▶ Task directions: Go through the following data and transcribe exactly the stretch of lines from the one holding "the truck door" to the one holding "the truck bed", both included.

▶ Available data:
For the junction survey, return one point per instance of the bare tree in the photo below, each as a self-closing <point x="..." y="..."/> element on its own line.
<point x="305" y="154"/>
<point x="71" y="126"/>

==

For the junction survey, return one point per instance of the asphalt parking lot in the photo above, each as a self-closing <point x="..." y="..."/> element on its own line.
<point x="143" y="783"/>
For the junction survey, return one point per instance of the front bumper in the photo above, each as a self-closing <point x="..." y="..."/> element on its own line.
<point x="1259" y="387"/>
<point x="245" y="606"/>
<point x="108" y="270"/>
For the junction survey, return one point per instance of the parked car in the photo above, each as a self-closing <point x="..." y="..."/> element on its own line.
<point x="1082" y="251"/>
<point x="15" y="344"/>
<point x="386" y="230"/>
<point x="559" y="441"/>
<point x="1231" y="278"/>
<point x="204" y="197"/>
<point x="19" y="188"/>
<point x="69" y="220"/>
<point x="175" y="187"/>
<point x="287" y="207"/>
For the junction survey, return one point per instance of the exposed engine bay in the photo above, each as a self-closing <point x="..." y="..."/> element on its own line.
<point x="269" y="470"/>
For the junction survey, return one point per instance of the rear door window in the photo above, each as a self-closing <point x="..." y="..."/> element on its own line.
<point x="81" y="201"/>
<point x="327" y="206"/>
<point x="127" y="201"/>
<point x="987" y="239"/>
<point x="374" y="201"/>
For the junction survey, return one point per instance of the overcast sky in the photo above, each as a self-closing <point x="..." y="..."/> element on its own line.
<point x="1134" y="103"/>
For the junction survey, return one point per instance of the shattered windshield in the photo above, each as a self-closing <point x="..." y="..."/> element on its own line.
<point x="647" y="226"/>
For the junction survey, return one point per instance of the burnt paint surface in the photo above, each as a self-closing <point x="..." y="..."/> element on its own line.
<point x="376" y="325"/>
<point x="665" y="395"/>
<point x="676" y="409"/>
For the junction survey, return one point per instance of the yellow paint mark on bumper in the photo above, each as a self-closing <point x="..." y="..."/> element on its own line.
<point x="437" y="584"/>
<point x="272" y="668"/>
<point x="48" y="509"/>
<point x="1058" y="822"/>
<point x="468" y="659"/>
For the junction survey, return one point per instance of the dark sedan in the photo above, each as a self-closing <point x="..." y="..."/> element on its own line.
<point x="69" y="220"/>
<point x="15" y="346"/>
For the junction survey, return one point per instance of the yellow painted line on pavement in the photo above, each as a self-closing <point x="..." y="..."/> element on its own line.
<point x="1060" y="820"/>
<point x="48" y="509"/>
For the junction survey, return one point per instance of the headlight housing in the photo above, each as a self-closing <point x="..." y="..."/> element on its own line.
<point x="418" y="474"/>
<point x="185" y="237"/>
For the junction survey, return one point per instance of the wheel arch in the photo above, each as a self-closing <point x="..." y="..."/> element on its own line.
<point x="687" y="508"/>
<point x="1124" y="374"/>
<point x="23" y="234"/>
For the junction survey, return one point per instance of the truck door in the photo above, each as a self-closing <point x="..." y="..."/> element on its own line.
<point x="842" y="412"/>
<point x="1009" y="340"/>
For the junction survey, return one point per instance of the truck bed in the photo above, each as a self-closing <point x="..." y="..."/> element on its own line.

--

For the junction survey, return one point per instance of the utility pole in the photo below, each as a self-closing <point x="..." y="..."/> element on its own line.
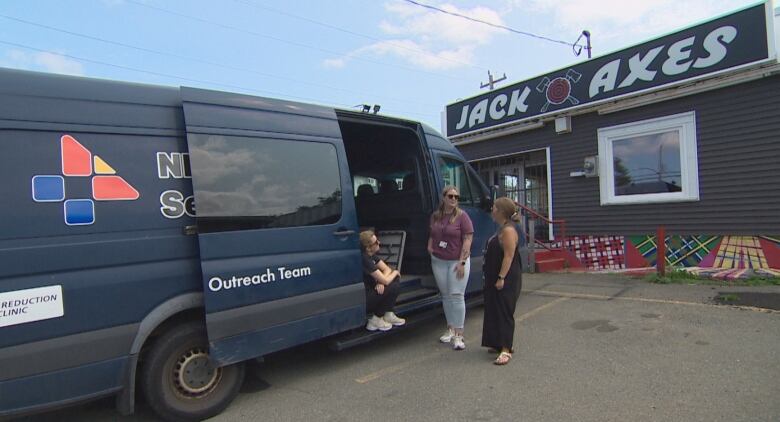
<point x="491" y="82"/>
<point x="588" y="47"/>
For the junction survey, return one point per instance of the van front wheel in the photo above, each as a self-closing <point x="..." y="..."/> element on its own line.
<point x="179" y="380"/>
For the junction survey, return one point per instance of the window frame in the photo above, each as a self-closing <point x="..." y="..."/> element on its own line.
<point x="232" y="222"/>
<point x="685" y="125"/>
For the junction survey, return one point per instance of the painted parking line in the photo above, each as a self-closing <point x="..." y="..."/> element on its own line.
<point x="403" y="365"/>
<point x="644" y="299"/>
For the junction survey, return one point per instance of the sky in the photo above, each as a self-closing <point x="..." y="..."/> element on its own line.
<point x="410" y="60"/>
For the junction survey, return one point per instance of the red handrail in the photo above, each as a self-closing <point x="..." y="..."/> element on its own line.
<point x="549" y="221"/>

▶ Finished exercise:
For the junction survey, return one point per instance of the truck door in the photo above, each as a self-closing <point x="..." y="..."/> element on its own line.
<point x="842" y="412"/>
<point x="1009" y="340"/>
For the junction survey, return one point per instance of the truck bed in the photo above, each as a self-closing <point x="..." y="..."/> element on its own line.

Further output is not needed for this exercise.